Provided data >>

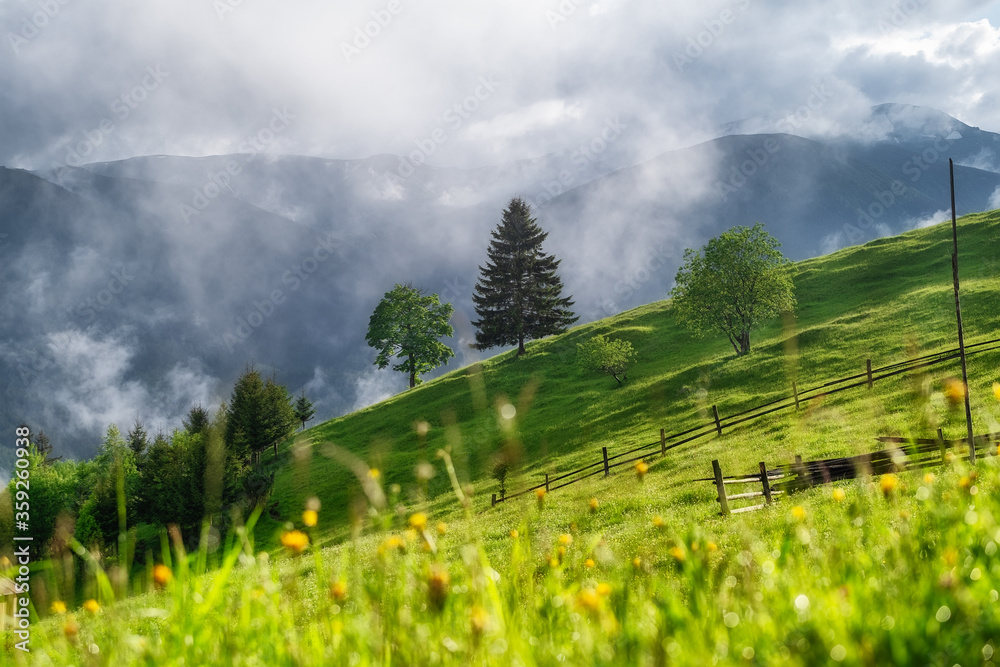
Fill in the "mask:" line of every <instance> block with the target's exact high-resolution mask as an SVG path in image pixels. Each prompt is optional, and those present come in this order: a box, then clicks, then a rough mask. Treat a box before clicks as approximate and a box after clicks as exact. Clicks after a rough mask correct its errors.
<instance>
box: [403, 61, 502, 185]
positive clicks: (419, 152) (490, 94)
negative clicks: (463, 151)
* * *
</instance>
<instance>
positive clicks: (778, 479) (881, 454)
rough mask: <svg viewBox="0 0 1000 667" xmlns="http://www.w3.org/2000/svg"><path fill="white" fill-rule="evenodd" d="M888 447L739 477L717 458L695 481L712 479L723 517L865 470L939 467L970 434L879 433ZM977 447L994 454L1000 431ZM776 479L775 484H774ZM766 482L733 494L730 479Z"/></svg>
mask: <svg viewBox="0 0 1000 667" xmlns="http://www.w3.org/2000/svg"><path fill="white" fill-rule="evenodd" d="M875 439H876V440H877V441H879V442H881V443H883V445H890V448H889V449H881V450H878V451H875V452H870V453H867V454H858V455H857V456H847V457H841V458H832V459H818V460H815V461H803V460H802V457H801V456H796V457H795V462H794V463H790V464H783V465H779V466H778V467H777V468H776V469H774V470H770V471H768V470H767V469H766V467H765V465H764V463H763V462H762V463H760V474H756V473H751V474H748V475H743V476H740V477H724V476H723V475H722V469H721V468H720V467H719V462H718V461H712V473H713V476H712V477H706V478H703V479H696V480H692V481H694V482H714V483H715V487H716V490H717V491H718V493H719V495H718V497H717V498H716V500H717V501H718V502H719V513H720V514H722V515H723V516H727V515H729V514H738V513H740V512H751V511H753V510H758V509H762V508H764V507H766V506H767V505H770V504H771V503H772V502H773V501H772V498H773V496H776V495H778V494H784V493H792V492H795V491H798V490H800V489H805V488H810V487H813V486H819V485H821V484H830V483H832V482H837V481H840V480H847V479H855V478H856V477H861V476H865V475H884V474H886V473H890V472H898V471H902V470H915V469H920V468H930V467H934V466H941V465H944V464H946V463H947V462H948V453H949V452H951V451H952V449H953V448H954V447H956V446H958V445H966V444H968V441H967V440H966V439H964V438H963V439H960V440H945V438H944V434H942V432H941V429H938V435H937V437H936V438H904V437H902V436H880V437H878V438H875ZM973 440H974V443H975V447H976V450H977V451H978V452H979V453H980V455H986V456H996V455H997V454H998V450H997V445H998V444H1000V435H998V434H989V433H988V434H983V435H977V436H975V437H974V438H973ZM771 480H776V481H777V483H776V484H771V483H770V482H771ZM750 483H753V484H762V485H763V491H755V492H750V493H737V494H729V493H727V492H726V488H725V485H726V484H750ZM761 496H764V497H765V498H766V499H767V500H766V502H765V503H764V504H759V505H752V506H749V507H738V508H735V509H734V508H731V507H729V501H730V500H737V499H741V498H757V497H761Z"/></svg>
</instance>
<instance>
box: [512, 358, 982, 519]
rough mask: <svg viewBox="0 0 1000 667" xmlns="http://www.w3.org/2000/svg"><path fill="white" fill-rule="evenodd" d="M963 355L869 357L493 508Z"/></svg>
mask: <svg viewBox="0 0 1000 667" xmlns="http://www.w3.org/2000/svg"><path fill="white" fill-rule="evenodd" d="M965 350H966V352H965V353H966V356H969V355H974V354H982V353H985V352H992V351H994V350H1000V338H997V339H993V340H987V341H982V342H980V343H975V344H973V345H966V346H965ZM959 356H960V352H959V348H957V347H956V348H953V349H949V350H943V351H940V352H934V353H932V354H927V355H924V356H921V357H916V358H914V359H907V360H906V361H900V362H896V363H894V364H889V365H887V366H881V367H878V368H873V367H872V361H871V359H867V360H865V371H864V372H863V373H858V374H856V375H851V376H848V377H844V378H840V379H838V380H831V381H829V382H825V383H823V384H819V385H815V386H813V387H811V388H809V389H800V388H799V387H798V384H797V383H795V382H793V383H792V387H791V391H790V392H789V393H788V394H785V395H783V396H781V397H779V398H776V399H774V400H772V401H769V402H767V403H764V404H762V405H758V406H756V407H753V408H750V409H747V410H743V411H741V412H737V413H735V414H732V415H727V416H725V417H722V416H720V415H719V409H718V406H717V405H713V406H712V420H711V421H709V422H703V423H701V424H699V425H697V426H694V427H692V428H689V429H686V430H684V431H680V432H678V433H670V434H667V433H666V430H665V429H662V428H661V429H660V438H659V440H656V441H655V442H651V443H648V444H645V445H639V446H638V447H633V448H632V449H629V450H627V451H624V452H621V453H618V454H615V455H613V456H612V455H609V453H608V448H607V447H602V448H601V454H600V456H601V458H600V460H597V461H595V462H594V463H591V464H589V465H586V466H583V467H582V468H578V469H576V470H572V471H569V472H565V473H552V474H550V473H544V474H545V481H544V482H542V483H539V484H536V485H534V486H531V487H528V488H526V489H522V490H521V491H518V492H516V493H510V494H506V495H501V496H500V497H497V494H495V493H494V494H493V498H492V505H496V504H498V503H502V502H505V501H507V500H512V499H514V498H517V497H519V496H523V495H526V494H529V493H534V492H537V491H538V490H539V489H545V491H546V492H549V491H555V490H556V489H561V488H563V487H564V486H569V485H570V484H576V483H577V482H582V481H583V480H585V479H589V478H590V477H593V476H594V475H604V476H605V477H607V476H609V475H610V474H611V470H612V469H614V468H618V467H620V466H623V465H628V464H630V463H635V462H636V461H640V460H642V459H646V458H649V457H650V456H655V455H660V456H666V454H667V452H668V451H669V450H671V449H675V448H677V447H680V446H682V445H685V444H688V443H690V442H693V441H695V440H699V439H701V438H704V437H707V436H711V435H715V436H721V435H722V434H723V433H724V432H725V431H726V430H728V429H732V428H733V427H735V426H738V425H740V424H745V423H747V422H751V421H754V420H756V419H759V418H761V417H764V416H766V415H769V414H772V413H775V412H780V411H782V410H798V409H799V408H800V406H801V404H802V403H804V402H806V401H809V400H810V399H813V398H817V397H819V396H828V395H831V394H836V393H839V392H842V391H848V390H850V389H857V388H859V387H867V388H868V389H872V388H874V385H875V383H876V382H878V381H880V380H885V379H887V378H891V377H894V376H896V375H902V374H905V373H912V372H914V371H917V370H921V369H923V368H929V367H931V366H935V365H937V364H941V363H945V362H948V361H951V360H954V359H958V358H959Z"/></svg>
* * *
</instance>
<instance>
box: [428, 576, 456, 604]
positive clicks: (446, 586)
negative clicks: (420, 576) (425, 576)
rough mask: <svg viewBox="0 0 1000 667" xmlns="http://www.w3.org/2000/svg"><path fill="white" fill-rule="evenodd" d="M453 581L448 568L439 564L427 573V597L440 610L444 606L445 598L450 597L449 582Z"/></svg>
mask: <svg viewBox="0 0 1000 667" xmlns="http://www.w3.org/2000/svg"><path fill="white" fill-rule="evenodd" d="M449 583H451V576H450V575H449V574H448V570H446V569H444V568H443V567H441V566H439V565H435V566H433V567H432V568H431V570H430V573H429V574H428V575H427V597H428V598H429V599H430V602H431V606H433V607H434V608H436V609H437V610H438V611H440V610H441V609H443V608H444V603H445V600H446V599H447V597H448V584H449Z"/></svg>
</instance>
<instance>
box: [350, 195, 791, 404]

Exercise description >> The response must hold only the lines above from the line with "positive clicks: (446, 586)" through the line with "box: [350, 195, 791, 404]", each copied exactly, both ends kept.

Result of this exercise >>
positive clicks: (446, 586)
negative clicks: (420, 576) (425, 576)
rough mask: <svg viewBox="0 0 1000 667" xmlns="http://www.w3.org/2000/svg"><path fill="white" fill-rule="evenodd" d="M453 581L448 568L439 564L427 573V597L440 610L444 606L445 598L450 597L449 582Z"/></svg>
mask: <svg viewBox="0 0 1000 667" xmlns="http://www.w3.org/2000/svg"><path fill="white" fill-rule="evenodd" d="M449 583H451V576H450V575H449V574H448V570H446V569H444V568H443V567H441V566H439V565H435V566H433V567H432V568H431V570H430V573H429V574H428V575H427V597H428V598H429V599H430V602H431V606H433V607H434V608H436V609H437V610H438V611H440V610H441V609H443V608H444V603H445V600H446V599H447V597H448V584H449Z"/></svg>
</instance>
<instance>
box: [350, 195, 791, 404]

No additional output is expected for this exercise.